GIVEN INSTRUCTION — Copy out the lines word for word, starting at the first of the rows below and ending at the line that contains "column 550, row 293".

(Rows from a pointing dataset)
####################

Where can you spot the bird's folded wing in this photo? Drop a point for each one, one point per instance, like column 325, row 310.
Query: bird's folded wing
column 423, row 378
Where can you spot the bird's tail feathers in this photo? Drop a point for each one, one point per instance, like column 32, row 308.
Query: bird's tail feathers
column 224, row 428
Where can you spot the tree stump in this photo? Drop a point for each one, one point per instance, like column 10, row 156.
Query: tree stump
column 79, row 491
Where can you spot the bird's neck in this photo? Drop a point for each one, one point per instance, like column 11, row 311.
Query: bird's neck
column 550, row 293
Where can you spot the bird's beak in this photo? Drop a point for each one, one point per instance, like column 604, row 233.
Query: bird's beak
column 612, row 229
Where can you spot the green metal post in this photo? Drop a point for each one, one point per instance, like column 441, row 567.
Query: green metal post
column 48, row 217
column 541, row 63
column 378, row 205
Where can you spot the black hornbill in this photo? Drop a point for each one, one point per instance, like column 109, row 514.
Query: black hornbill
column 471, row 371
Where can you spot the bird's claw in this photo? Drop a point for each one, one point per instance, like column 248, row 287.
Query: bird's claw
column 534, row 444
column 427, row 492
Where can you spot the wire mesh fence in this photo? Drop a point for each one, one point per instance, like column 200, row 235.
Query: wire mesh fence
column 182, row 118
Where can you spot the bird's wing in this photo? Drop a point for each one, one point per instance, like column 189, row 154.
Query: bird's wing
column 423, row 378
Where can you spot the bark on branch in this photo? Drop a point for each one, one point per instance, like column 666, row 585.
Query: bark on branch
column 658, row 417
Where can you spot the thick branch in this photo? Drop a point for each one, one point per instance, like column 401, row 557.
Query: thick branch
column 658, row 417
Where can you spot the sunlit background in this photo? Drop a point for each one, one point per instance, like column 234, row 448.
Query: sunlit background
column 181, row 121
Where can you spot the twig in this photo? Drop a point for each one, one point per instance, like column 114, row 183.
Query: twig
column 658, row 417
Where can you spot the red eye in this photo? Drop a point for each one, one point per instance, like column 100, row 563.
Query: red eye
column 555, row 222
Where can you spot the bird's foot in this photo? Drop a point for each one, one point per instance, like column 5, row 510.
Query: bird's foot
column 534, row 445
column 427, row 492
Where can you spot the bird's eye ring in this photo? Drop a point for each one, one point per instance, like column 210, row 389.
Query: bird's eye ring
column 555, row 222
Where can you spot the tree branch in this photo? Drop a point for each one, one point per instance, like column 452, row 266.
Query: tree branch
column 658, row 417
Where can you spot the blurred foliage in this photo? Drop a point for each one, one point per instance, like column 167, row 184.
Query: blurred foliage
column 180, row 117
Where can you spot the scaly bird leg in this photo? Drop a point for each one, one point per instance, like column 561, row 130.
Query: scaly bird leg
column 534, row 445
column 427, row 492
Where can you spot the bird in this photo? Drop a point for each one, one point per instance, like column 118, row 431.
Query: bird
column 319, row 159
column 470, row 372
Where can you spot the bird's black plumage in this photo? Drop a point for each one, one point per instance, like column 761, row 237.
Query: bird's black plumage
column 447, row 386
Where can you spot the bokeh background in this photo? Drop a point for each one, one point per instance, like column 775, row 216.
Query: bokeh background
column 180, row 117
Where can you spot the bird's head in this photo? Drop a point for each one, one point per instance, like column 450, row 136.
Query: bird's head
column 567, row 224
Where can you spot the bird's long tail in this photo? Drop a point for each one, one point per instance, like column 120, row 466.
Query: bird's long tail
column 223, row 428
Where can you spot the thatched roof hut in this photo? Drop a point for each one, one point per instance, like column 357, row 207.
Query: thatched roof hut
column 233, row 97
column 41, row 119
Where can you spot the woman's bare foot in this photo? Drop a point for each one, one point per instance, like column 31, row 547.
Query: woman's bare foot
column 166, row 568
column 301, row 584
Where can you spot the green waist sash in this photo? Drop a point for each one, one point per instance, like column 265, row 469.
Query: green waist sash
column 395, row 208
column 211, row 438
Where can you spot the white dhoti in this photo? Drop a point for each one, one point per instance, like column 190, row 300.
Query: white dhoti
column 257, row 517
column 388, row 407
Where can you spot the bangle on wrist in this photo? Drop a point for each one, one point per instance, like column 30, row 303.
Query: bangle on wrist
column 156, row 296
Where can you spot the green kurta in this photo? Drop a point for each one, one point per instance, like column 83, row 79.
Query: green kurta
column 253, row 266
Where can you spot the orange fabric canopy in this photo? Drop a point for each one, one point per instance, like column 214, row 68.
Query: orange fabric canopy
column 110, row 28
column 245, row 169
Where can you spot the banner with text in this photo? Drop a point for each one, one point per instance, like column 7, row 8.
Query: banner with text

####################

TASK OUTPUT —
Where can you spot the bird's folded wing in this photo? Drop a point for each one, one point per instance, like column 325, row 310.
Query: bird's folded wing
column 423, row 378
Where can you spot the bird's tail feathers in this photo? Drop a point for each one, one point per instance, like column 32, row 308.
Query: bird's tail feathers
column 224, row 428
Where can you spot the tree stump in this photo? Drop a point for each one, one point per instance, like column 10, row 156.
Query: tree stump
column 79, row 491
Where can you spot the bird's neck in this photo? Drop a point for each one, one point per instance, like column 11, row 311.
Query: bird's neck
column 550, row 293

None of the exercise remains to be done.